▶ _AVAILABLE DATA_:
---+---
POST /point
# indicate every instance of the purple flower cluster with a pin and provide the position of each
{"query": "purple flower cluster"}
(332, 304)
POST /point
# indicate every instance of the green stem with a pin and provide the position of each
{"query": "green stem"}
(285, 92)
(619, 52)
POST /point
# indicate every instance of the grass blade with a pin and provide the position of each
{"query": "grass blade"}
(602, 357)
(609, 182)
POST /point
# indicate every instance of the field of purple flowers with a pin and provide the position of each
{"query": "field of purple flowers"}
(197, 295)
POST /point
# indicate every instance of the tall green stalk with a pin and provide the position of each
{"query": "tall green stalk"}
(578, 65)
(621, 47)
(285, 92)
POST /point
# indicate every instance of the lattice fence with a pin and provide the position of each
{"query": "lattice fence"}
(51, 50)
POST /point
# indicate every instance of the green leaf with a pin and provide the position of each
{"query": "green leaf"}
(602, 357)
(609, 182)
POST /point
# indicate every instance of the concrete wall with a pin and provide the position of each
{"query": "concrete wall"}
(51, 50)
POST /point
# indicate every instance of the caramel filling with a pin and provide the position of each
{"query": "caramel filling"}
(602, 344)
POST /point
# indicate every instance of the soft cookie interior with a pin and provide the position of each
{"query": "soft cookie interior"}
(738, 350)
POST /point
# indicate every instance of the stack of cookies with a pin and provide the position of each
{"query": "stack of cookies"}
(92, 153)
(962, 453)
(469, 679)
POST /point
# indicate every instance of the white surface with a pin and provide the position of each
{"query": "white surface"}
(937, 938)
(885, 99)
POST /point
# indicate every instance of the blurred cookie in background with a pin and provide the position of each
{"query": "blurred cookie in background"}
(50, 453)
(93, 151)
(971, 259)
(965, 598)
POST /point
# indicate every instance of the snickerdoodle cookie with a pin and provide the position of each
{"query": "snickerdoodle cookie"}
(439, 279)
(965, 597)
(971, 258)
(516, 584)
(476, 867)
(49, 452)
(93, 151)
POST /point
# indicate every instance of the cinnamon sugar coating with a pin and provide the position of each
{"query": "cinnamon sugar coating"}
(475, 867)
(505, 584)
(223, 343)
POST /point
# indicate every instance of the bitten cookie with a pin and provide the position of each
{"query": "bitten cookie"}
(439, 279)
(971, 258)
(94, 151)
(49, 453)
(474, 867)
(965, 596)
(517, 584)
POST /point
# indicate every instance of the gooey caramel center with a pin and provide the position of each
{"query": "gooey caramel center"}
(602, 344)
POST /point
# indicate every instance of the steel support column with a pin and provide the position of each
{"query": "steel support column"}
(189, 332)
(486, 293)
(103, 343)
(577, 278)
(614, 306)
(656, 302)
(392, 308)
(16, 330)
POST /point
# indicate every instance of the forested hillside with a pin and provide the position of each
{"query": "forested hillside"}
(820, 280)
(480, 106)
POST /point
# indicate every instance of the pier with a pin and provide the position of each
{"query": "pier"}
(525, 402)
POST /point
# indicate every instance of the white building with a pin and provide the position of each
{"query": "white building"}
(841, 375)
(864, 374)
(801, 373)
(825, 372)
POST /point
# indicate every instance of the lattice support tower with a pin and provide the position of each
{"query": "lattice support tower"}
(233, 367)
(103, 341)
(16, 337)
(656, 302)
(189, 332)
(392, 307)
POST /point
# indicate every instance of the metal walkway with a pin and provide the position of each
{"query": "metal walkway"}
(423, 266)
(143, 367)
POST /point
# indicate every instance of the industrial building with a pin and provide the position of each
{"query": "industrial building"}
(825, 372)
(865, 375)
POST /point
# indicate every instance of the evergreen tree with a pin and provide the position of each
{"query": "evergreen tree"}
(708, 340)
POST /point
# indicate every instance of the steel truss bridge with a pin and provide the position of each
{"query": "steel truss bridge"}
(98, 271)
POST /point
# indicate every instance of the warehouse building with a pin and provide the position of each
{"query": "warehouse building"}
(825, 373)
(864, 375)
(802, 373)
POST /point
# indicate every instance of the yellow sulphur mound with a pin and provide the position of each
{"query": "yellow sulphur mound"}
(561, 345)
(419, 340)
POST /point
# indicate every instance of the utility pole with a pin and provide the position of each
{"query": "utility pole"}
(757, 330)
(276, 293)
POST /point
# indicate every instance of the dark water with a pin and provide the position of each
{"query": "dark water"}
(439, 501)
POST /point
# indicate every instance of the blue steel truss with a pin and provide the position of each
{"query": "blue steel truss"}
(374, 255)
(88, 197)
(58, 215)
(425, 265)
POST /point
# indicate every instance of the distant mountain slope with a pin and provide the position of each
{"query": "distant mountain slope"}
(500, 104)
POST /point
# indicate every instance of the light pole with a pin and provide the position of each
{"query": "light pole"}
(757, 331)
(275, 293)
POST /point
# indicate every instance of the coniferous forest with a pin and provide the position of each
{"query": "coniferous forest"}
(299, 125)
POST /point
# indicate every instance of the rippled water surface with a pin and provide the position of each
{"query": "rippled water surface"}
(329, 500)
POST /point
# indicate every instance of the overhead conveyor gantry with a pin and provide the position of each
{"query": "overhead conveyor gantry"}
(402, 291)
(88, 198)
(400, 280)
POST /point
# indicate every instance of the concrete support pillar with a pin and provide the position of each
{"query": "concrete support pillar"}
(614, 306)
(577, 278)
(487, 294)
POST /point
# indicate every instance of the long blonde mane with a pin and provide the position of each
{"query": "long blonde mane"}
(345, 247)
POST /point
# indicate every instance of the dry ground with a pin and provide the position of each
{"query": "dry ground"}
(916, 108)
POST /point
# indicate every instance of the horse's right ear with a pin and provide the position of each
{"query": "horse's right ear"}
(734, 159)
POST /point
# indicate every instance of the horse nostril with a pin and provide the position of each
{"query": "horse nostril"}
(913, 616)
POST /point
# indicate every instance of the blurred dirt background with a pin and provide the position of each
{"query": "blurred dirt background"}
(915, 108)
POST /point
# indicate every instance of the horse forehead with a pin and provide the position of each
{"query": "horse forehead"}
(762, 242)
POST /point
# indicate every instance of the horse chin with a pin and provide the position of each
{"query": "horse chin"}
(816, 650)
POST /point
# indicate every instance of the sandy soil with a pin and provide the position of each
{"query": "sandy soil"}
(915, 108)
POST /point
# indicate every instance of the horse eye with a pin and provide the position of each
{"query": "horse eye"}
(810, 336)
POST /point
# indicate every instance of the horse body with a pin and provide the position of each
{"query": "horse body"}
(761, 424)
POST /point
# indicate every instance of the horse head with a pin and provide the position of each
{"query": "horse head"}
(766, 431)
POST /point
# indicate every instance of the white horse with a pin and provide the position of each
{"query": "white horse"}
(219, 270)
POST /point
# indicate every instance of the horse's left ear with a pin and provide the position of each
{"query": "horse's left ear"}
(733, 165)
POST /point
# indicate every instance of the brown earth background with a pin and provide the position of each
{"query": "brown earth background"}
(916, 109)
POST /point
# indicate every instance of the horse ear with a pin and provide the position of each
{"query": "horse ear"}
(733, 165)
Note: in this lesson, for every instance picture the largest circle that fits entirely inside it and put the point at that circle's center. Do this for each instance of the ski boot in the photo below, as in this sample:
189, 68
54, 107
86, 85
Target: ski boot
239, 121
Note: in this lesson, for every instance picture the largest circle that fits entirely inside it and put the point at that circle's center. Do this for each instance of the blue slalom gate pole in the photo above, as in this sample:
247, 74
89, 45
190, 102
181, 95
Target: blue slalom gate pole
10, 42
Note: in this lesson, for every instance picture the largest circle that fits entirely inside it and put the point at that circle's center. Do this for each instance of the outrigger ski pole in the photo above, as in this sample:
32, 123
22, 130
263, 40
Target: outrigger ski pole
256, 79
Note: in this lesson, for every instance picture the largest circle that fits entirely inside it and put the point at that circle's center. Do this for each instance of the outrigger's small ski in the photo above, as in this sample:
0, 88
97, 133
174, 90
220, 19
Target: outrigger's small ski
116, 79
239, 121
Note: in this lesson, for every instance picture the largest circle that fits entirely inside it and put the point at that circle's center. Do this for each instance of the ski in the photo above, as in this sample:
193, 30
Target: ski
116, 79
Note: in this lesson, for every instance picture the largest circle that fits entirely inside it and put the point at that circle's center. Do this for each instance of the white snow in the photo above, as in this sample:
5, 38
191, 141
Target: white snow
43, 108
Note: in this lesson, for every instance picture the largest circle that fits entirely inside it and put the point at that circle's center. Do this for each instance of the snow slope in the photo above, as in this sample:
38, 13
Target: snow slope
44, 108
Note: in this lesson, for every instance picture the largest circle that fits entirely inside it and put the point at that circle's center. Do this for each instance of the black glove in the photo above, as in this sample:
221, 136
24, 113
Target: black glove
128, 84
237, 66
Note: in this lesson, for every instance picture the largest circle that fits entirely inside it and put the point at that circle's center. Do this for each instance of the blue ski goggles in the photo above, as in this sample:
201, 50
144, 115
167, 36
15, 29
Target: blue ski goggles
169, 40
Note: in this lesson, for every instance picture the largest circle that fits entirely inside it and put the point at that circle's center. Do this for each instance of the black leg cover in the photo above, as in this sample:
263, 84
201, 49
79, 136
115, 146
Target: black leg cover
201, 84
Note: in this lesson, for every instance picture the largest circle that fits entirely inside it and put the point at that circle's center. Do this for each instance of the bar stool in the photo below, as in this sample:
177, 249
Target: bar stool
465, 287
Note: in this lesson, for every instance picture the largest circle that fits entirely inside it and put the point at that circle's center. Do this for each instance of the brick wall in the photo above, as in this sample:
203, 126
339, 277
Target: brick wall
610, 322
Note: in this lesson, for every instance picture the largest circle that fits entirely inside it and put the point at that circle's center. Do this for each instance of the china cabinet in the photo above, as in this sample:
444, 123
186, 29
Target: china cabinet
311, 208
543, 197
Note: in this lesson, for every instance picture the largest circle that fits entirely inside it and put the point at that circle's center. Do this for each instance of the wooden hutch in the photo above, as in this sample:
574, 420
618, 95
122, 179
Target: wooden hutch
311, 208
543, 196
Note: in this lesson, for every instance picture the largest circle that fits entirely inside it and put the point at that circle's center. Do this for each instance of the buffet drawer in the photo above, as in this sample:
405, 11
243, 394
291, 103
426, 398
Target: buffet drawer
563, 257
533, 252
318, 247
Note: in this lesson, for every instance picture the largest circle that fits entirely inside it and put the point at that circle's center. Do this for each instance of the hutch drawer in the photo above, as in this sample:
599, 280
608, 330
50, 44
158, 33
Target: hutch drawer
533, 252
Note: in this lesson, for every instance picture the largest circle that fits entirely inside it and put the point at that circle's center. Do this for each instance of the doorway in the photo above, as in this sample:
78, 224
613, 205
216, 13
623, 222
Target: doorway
---+---
Search the material above for "doorway". Copy each line that has it.

▶ _SOLUTION FOR THIS TASK_:
Note: in this lesson, for every instance picture the largest circle that fits entirely inside it and put the point at that circle's center. Do this for each instance of the doorway in the photo above, as in this sample:
Target: doorway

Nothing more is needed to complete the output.